*** Görev verileri
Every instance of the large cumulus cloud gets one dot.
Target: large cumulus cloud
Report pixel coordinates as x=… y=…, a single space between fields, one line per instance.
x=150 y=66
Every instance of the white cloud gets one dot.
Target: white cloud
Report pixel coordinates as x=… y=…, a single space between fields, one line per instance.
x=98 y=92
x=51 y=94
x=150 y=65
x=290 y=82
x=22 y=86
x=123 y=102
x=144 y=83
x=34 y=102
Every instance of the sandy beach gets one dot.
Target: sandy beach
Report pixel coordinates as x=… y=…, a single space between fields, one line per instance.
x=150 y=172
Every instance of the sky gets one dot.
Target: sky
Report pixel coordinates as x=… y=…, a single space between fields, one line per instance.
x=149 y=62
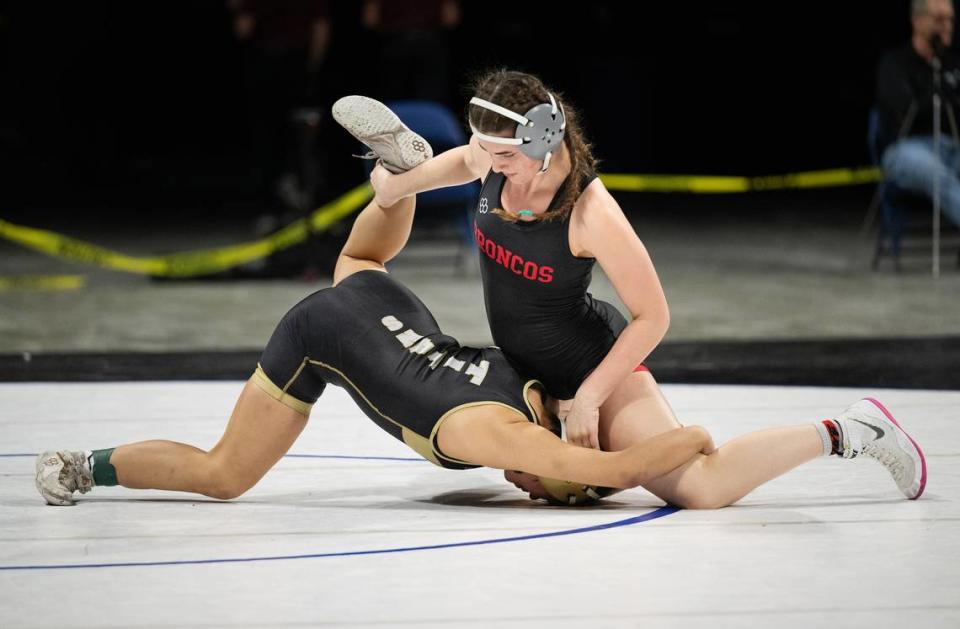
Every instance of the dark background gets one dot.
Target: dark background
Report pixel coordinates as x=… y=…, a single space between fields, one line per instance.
x=117 y=107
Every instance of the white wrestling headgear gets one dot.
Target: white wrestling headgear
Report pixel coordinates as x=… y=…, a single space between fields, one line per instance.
x=538 y=133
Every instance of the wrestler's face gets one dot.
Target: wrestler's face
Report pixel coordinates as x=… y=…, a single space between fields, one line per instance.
x=509 y=160
x=937 y=18
x=528 y=483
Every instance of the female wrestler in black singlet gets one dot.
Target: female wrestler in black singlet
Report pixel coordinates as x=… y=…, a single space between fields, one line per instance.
x=543 y=219
x=463 y=407
x=458 y=407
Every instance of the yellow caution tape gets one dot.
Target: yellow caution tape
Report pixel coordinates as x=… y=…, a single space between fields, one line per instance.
x=207 y=261
x=188 y=263
x=42 y=282
x=725 y=185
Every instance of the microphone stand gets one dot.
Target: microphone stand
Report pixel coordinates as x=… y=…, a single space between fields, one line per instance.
x=936 y=151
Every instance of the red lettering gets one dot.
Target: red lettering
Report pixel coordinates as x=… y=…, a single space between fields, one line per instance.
x=530 y=270
x=503 y=256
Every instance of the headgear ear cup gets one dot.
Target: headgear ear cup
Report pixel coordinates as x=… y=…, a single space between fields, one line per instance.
x=539 y=132
x=564 y=492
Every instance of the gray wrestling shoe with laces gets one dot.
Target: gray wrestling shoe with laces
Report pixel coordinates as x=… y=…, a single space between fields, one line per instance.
x=370 y=121
x=60 y=473
x=869 y=429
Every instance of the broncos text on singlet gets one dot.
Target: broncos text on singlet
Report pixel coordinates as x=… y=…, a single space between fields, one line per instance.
x=535 y=291
x=376 y=339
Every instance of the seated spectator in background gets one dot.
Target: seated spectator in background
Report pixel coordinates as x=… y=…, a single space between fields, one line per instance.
x=905 y=88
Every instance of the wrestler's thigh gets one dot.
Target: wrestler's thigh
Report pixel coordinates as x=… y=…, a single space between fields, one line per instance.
x=636 y=410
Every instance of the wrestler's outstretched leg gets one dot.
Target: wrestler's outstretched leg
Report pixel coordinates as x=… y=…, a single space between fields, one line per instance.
x=260 y=431
x=638 y=410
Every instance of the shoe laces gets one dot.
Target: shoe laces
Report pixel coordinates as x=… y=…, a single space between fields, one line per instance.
x=888 y=459
x=81 y=478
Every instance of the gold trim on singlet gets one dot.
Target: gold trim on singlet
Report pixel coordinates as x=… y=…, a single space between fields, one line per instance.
x=263 y=381
x=436 y=427
x=424 y=446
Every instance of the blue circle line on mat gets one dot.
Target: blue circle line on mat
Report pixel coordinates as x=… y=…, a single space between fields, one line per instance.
x=646 y=517
x=653 y=515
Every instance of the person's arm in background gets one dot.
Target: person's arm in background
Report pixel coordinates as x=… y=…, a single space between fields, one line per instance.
x=896 y=93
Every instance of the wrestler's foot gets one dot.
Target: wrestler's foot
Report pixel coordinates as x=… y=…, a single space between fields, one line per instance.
x=60 y=473
x=868 y=428
x=372 y=122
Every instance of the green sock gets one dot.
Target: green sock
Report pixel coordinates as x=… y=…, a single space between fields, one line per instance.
x=104 y=474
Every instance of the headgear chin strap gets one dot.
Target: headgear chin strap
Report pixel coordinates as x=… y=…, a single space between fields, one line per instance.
x=539 y=132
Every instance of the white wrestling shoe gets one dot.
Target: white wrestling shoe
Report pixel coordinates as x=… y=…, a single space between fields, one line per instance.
x=870 y=429
x=372 y=122
x=60 y=473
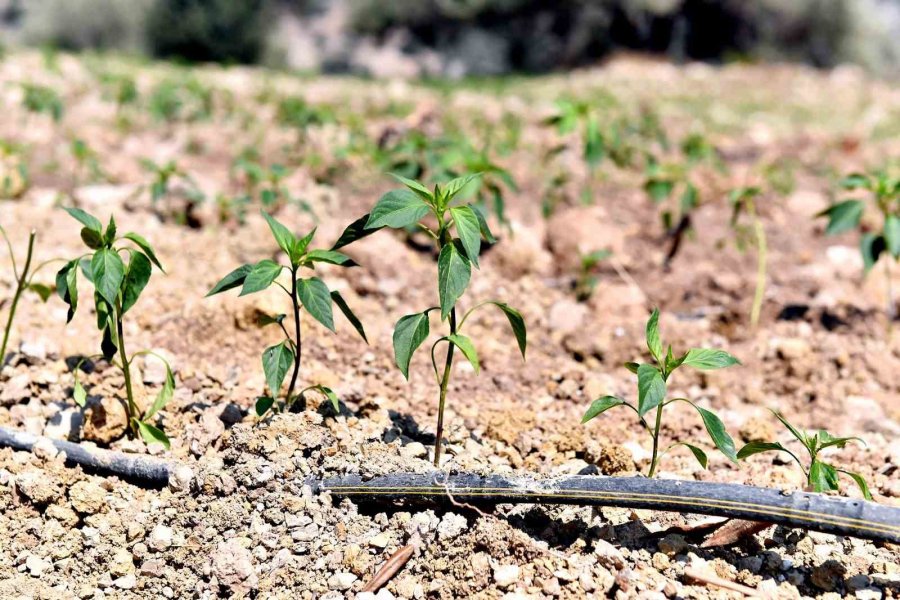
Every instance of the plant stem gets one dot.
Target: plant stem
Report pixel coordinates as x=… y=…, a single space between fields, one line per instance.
x=761 y=259
x=298 y=346
x=133 y=412
x=655 y=459
x=20 y=287
x=445 y=380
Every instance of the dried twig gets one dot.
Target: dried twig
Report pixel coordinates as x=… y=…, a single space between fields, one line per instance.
x=734 y=531
x=704 y=576
x=390 y=568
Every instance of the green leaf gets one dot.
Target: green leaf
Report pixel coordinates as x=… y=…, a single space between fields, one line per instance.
x=658 y=189
x=91 y=238
x=716 y=430
x=707 y=359
x=601 y=405
x=483 y=226
x=651 y=388
x=892 y=235
x=78 y=394
x=331 y=257
x=823 y=477
x=699 y=454
x=415 y=186
x=860 y=482
x=263 y=404
x=316 y=298
x=136 y=278
x=89 y=221
x=454 y=272
x=261 y=276
x=283 y=236
x=455 y=186
x=164 y=395
x=151 y=434
x=110 y=236
x=145 y=247
x=354 y=231
x=799 y=435
x=752 y=448
x=469 y=231
x=43 y=291
x=842 y=216
x=66 y=286
x=264 y=320
x=345 y=308
x=234 y=279
x=108 y=271
x=468 y=349
x=871 y=246
x=332 y=397
x=409 y=333
x=517 y=323
x=276 y=362
x=652 y=334
x=397 y=209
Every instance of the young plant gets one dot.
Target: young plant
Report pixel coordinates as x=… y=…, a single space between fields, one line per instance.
x=24 y=281
x=743 y=201
x=884 y=192
x=411 y=206
x=652 y=383
x=820 y=476
x=117 y=288
x=310 y=293
x=42 y=99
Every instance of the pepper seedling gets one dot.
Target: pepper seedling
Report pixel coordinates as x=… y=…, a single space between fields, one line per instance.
x=408 y=207
x=820 y=476
x=24 y=281
x=117 y=287
x=309 y=292
x=652 y=384
x=884 y=191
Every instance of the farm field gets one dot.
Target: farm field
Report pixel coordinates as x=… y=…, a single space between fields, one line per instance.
x=581 y=175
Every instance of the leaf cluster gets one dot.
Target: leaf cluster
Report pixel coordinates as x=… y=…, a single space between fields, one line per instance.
x=118 y=285
x=652 y=389
x=884 y=191
x=821 y=476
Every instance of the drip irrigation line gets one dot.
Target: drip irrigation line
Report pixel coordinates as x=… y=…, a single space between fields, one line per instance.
x=816 y=512
x=139 y=469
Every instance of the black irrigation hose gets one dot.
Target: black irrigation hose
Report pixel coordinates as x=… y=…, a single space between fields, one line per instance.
x=841 y=516
x=829 y=514
x=140 y=469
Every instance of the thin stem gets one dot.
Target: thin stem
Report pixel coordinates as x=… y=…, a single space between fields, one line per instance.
x=655 y=460
x=126 y=369
x=298 y=344
x=761 y=258
x=891 y=313
x=445 y=380
x=20 y=287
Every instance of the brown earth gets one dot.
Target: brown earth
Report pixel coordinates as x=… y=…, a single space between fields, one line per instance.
x=246 y=524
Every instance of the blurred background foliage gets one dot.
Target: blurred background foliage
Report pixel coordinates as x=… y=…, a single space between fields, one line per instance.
x=464 y=37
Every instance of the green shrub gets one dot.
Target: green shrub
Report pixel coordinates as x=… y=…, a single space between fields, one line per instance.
x=207 y=30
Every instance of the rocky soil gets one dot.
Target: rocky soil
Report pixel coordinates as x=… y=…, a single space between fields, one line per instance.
x=239 y=519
******
» Gereksinimler
Verideki satırları "Every instance of the headgear chin" ifadesini içeren satırdan başlayıp "x=390 y=568" ifadesini içeren satıra kadar, her iki satır da dahil olmak üzere, hiç değiştirmeden yeniden yazın. Resimleri yanıta almayın.

» Beklenen çıktı
Every instance of the headgear chin strap gets one dot.
Target: headgear chin strap
Report pixel coordinates as x=… y=…, a single space between fields, one line per instance.
x=539 y=132
Every instance of the white wrestling shoe gets one dot.
Target: white wrestling shoe
Report pixel coordinates as x=… y=…, a single space between fields, one line per instance.
x=870 y=429
x=372 y=122
x=60 y=473
Every instance of the plant stem gets one dot.
Target: plant stem
Report pixel coordinates as x=… y=…, a single space between fields, one line per instance.
x=761 y=259
x=298 y=346
x=133 y=412
x=655 y=459
x=20 y=287
x=445 y=380
Every instance of the dried twig gets one dot.
Target: dried twig
Report pixel coordinates as x=… y=…, a single space between fields, one line per instance.
x=734 y=531
x=704 y=576
x=390 y=568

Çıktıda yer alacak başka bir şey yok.